Data for this exercise:
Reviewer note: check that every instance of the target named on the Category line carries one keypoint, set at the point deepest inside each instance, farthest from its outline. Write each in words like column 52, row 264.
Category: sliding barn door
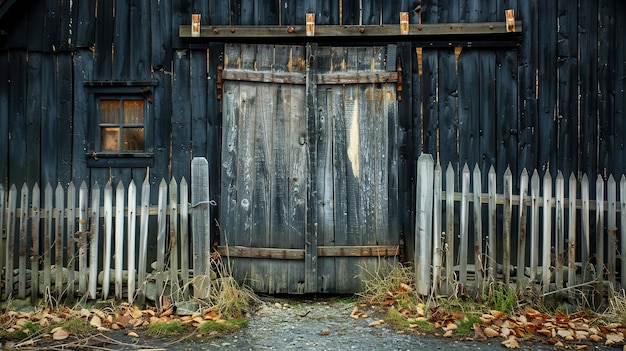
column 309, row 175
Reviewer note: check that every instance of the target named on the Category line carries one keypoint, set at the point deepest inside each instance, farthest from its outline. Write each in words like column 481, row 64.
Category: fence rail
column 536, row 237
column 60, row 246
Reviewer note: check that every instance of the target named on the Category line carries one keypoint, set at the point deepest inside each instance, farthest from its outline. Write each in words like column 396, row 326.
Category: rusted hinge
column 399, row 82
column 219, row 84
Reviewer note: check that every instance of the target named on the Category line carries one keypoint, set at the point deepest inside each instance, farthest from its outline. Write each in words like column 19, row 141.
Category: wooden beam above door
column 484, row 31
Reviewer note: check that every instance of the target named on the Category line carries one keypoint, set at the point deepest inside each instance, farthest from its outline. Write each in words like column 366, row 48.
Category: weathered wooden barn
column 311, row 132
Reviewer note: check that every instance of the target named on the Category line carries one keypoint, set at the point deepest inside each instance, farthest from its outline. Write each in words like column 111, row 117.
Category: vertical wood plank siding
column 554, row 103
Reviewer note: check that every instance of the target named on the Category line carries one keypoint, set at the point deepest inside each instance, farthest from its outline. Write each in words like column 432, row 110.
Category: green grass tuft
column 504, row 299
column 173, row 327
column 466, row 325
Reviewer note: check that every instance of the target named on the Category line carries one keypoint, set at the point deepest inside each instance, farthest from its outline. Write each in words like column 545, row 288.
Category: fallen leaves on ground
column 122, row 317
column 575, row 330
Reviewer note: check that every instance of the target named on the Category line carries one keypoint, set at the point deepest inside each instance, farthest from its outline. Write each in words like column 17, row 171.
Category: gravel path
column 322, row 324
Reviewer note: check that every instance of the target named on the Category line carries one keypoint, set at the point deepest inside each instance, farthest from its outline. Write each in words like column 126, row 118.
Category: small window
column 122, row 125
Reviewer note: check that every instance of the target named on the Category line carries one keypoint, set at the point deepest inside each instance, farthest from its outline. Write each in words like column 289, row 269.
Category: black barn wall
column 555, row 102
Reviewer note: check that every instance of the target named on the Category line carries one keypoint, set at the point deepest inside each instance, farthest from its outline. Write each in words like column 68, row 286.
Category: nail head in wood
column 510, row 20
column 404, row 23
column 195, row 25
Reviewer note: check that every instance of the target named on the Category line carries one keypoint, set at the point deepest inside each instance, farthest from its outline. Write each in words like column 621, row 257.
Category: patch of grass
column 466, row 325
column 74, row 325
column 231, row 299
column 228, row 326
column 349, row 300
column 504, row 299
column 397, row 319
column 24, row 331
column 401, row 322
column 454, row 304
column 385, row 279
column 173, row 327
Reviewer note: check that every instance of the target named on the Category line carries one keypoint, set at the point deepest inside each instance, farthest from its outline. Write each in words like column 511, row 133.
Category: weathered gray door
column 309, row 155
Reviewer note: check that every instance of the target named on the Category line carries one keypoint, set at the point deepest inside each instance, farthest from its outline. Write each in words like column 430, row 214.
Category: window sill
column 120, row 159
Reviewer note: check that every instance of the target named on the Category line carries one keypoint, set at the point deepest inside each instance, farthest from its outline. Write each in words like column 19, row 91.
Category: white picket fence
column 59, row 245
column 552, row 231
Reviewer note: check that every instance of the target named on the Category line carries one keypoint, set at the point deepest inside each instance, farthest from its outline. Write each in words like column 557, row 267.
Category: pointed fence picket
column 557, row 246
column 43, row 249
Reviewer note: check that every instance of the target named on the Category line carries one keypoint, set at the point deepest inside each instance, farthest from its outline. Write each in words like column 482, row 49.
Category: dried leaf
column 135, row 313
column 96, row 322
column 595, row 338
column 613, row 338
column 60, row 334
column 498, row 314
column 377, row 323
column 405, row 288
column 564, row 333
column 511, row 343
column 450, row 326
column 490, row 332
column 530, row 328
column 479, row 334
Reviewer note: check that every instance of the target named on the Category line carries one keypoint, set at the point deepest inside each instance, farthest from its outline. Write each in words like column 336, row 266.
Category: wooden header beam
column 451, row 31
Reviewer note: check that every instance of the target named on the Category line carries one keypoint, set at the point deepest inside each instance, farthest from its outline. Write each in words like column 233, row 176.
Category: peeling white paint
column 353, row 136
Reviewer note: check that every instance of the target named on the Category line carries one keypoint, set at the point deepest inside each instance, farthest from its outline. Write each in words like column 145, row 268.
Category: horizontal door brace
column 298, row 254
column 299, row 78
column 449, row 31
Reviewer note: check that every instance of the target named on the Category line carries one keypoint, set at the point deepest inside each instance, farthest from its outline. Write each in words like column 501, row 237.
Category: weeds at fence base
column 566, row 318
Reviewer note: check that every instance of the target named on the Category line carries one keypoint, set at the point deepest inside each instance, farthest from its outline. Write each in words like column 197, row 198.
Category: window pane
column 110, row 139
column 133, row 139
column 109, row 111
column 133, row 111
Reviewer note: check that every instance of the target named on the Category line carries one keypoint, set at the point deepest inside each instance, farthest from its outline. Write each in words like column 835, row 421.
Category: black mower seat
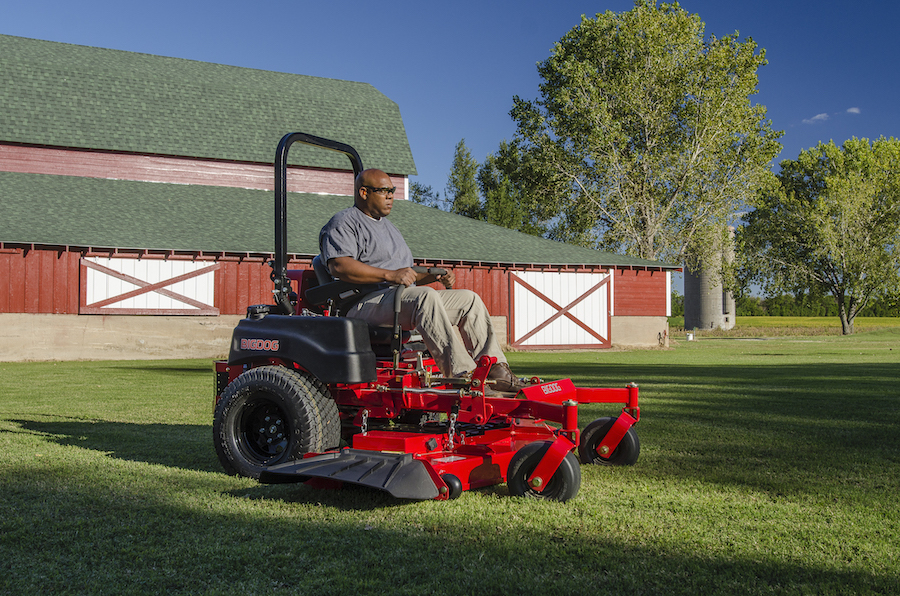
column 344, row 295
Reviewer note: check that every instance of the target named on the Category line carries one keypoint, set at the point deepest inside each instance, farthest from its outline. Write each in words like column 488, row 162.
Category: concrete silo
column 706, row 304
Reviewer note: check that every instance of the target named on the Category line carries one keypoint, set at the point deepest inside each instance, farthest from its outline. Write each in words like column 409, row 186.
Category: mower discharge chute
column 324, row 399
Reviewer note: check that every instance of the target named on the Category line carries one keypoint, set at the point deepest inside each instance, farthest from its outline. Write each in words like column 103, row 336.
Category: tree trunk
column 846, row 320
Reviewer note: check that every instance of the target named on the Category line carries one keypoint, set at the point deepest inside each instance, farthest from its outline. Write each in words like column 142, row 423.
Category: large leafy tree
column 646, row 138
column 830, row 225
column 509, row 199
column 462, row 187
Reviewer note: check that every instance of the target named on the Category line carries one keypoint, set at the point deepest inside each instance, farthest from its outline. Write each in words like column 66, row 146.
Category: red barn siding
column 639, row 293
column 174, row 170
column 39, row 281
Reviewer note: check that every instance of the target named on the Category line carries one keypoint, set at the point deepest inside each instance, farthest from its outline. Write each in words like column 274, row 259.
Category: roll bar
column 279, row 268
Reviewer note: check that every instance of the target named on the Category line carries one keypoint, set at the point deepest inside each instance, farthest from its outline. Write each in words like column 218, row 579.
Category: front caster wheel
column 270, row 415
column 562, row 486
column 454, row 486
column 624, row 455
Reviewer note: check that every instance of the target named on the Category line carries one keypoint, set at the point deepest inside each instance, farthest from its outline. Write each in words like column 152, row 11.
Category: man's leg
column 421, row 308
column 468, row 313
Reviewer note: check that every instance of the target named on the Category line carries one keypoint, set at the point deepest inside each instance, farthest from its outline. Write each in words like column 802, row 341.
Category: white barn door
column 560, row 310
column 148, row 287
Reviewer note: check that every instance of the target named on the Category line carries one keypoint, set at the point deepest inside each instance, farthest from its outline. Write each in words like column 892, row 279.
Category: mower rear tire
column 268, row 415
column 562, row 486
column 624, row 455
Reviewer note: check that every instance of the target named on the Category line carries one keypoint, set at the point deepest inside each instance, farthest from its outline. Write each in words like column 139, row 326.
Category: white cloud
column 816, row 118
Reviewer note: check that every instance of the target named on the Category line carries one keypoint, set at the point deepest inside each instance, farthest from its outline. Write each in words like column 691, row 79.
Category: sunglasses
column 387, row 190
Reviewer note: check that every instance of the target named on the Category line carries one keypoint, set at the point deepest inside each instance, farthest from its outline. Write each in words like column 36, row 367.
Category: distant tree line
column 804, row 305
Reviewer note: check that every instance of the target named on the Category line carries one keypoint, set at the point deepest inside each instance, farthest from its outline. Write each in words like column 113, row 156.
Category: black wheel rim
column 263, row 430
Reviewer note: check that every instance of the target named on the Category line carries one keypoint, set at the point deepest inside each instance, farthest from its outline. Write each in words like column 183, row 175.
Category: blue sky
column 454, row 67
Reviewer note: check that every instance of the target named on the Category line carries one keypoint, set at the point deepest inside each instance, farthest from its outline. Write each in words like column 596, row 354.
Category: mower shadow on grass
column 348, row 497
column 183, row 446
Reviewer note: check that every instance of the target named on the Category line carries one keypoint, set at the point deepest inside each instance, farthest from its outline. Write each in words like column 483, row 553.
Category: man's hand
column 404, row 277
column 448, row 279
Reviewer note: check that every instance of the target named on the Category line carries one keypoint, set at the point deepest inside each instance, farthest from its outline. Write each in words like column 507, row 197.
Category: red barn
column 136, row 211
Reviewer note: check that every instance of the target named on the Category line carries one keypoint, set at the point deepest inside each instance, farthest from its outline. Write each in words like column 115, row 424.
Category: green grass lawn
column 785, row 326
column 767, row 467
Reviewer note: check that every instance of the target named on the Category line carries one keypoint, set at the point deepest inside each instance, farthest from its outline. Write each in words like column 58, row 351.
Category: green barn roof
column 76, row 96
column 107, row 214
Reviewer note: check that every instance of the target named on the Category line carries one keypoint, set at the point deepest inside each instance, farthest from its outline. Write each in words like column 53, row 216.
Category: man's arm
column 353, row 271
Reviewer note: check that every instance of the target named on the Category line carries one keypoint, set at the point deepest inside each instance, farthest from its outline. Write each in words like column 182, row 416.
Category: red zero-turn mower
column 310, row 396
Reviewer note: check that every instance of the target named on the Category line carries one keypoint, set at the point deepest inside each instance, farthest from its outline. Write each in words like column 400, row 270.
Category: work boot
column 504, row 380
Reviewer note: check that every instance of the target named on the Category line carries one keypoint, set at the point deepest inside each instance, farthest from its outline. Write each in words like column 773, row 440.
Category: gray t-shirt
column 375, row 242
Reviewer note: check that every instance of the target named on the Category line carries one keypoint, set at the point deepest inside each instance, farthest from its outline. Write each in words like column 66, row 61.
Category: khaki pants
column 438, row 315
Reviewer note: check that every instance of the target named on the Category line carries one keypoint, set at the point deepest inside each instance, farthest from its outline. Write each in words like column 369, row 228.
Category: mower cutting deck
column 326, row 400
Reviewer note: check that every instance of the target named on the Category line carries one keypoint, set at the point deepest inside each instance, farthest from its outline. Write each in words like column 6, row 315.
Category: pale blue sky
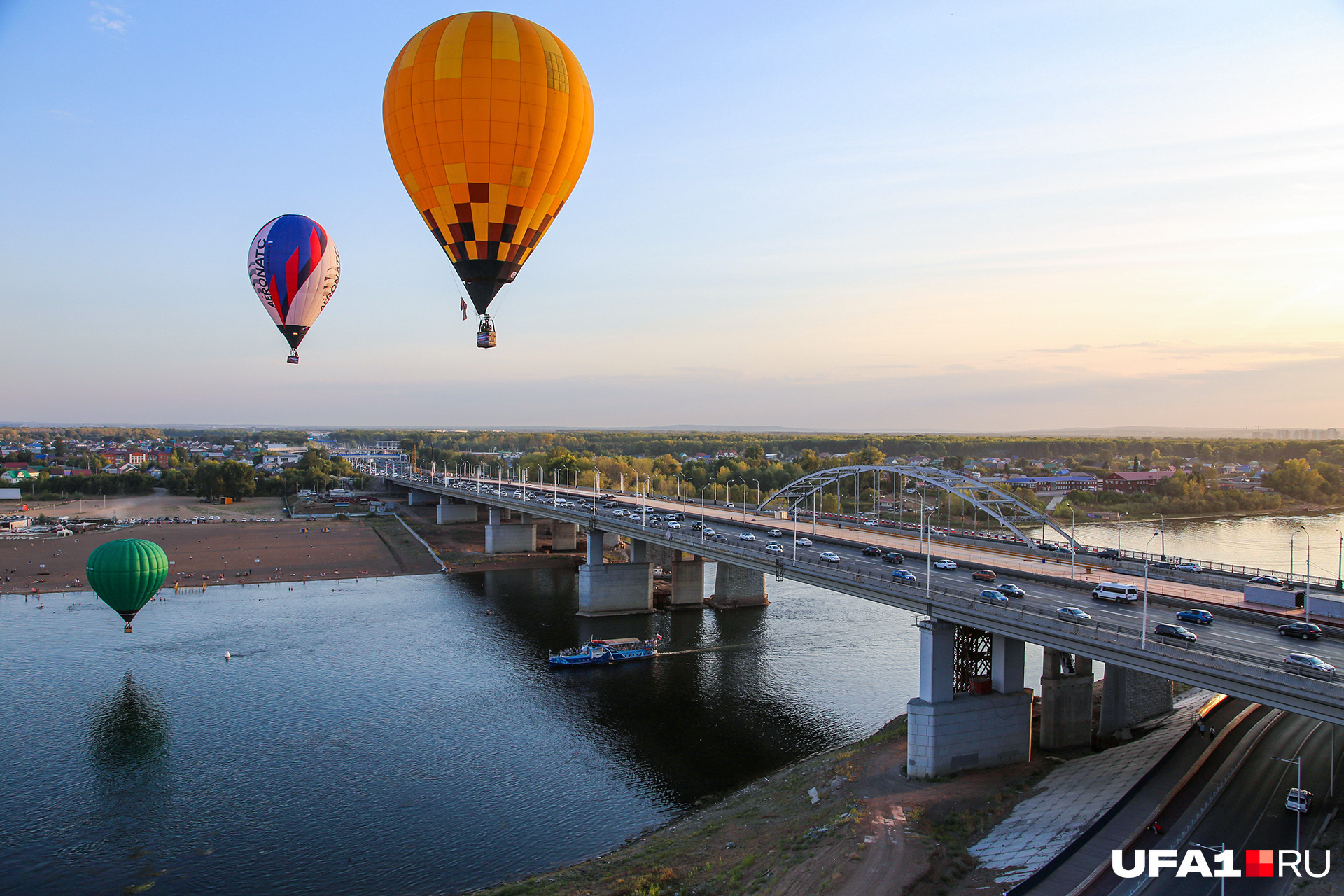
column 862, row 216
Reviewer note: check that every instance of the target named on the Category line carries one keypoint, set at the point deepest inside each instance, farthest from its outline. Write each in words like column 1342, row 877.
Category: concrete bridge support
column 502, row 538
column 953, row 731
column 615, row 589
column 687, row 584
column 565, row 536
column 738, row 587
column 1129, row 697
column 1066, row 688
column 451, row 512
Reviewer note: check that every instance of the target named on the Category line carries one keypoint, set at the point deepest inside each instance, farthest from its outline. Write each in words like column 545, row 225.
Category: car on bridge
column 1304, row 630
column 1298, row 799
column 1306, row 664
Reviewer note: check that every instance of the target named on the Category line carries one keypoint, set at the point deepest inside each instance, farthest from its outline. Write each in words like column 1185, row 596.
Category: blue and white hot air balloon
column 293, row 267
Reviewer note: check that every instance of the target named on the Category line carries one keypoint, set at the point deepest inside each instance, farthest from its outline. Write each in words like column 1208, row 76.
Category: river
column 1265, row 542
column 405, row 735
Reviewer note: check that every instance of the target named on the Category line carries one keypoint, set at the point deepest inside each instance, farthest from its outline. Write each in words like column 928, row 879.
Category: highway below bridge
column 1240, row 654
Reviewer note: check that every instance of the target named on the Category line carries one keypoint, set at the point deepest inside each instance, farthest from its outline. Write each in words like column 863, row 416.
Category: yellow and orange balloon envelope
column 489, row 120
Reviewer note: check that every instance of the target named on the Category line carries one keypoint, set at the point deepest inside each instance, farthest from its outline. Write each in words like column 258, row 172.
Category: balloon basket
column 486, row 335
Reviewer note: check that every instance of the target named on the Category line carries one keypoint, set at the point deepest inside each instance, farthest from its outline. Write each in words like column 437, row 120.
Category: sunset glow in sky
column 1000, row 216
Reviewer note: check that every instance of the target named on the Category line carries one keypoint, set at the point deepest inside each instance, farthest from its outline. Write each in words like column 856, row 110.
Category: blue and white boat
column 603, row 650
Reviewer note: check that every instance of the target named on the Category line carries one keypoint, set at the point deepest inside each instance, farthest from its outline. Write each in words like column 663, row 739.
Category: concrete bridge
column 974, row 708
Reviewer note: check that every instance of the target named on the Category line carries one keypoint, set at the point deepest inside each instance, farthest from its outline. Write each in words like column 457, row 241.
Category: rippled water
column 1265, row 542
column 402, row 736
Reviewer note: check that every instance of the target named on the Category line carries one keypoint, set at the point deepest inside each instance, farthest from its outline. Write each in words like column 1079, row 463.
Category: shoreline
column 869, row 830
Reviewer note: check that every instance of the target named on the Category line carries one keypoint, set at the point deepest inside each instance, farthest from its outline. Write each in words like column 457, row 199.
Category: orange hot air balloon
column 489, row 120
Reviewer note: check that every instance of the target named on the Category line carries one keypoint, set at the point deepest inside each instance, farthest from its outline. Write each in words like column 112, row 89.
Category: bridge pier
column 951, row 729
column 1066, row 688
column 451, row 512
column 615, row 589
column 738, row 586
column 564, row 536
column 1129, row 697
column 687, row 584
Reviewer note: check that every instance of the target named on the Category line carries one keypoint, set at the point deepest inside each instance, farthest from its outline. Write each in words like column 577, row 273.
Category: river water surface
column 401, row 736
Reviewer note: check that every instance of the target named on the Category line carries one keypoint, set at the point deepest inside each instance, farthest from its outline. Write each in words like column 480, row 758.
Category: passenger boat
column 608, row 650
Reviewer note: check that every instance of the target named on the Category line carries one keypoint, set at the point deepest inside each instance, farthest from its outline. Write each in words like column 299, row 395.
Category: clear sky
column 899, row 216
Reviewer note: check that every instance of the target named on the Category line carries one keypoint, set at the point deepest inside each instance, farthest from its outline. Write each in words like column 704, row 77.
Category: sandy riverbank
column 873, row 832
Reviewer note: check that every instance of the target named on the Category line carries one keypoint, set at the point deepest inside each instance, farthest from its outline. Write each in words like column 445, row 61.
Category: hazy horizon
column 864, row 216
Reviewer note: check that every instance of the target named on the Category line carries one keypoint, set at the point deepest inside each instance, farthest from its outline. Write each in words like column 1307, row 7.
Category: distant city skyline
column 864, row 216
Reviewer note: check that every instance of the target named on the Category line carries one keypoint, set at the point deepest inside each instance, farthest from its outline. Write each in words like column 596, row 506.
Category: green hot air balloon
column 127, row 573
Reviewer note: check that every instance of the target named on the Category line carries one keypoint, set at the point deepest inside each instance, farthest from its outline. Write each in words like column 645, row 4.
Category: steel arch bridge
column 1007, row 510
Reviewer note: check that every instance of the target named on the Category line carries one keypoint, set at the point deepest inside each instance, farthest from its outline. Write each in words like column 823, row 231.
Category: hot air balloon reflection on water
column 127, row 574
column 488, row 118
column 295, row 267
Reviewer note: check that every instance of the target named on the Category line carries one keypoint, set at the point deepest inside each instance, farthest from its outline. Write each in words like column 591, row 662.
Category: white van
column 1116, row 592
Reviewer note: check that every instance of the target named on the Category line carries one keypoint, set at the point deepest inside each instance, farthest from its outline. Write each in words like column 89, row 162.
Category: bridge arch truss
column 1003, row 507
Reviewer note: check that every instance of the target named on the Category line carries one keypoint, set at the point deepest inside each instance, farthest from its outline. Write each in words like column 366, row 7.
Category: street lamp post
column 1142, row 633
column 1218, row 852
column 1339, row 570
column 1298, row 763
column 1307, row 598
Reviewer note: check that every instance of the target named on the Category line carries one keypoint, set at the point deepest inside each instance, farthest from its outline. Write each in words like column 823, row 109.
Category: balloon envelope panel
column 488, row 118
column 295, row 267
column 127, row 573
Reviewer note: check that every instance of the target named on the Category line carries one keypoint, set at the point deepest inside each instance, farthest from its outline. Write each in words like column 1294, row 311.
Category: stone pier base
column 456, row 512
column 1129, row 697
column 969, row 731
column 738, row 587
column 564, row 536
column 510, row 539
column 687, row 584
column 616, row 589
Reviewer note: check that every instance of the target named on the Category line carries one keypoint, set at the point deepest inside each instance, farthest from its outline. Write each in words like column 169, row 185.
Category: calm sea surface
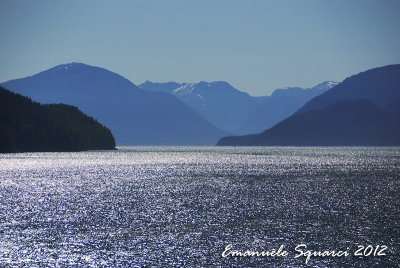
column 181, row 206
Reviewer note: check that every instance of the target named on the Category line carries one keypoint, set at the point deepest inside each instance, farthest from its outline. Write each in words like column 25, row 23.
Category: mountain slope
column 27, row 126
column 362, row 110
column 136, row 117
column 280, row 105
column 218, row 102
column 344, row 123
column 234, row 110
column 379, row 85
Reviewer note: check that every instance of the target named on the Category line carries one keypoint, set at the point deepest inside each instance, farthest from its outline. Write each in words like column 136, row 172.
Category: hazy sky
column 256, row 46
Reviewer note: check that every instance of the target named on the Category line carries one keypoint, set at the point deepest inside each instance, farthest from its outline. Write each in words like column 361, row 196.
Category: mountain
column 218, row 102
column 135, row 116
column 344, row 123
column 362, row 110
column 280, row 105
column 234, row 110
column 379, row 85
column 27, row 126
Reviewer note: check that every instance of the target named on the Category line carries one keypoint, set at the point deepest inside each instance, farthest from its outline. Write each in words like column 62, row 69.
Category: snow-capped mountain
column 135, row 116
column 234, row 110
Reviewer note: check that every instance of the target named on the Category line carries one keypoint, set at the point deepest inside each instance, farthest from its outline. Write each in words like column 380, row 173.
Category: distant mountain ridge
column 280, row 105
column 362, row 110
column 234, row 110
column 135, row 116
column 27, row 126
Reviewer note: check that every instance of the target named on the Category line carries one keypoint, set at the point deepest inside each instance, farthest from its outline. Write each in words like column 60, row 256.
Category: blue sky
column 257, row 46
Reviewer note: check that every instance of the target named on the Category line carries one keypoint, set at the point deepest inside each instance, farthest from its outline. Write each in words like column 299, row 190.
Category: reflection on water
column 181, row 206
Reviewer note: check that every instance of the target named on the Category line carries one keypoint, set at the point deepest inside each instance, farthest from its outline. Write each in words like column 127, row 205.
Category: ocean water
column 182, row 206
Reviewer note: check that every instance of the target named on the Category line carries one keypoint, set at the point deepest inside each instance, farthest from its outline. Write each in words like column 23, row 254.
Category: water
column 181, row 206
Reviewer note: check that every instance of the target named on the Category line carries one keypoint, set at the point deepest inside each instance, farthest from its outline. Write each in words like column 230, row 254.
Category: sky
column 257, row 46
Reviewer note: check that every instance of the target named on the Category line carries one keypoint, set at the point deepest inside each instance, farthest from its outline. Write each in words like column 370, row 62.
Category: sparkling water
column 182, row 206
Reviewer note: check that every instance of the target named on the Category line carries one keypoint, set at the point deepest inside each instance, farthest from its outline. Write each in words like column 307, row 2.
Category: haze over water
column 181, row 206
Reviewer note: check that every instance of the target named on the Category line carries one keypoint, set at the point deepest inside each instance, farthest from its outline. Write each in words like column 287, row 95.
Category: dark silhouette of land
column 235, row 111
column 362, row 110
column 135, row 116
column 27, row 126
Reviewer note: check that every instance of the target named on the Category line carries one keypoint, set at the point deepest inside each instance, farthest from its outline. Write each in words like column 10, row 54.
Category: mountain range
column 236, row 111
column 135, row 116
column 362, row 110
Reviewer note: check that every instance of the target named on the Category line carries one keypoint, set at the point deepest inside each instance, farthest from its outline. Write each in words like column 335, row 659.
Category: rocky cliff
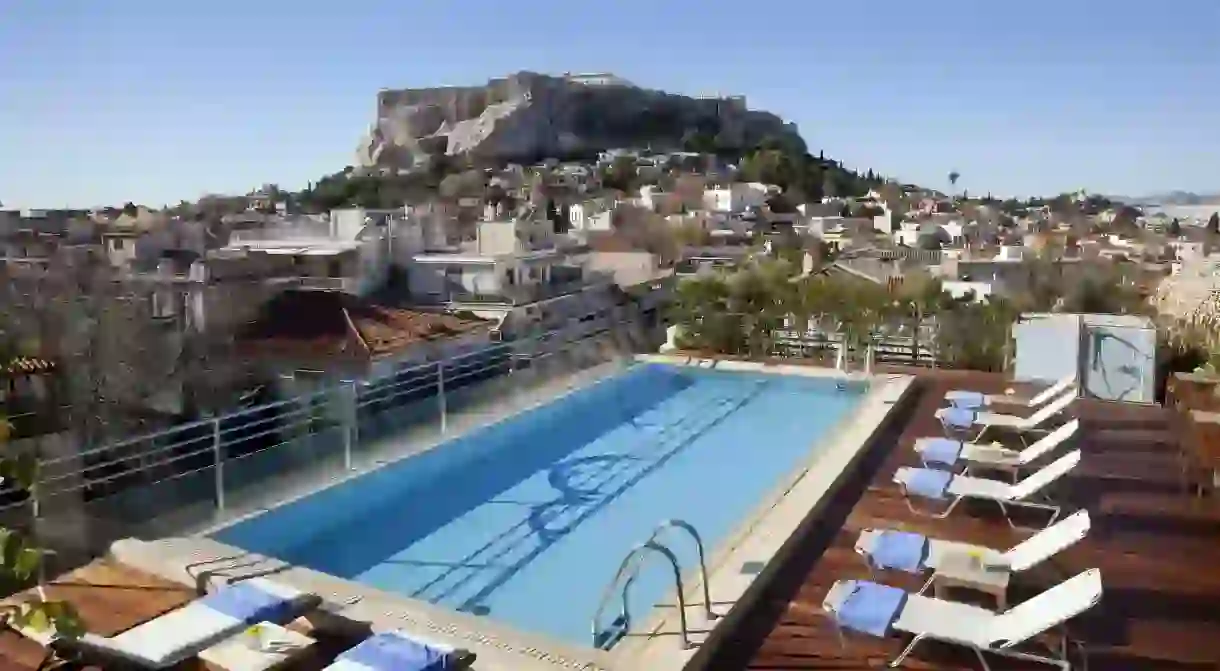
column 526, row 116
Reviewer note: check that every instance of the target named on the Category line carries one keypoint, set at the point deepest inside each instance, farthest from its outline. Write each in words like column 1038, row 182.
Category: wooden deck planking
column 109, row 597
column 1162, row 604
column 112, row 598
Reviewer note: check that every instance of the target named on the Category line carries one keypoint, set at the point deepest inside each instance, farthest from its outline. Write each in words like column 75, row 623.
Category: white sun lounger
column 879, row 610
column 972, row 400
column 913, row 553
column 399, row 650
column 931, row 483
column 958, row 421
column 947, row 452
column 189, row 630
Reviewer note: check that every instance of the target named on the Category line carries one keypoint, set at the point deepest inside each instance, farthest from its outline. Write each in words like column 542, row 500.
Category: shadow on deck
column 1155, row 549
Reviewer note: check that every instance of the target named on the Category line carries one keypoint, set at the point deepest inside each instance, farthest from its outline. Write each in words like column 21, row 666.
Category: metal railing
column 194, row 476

Directions: Retype nothing except the lines from the line holding "1038, row 182." through the last line of the entries, both included.

Full solution:
Reviewer note: check that every instance of the target named on the Category line carries one keypoint, set at the point deepest inside each instance, farthest from its outline. Write each in words like column 1038, row 182.
Category: wooden deck planking
column 109, row 597
column 1162, row 604
column 112, row 598
Reviewer note: check that every instance of the target named on the Category line carries one keypoint, set at the point deepest inside each instance, farthest from its outline. Write each in words like column 75, row 623.
Category: white sun lounger
column 879, row 610
column 972, row 400
column 913, row 553
column 399, row 650
column 931, row 483
column 958, row 421
column 947, row 452
column 189, row 630
Reviewer note: check that every instance of the target named on the Category line carries one keypoint, set at the point deepest inside each instance, farthest from its outline. Write each in words like column 542, row 500.
Category: shadow on deck
column 1155, row 549
Reviewer note: check that every instance of the target named on the Category line carries one keypoint, set at the point deepest inside each instance, farthest from its outline. Write each in words like column 21, row 666.
Category: metal railing
column 194, row 476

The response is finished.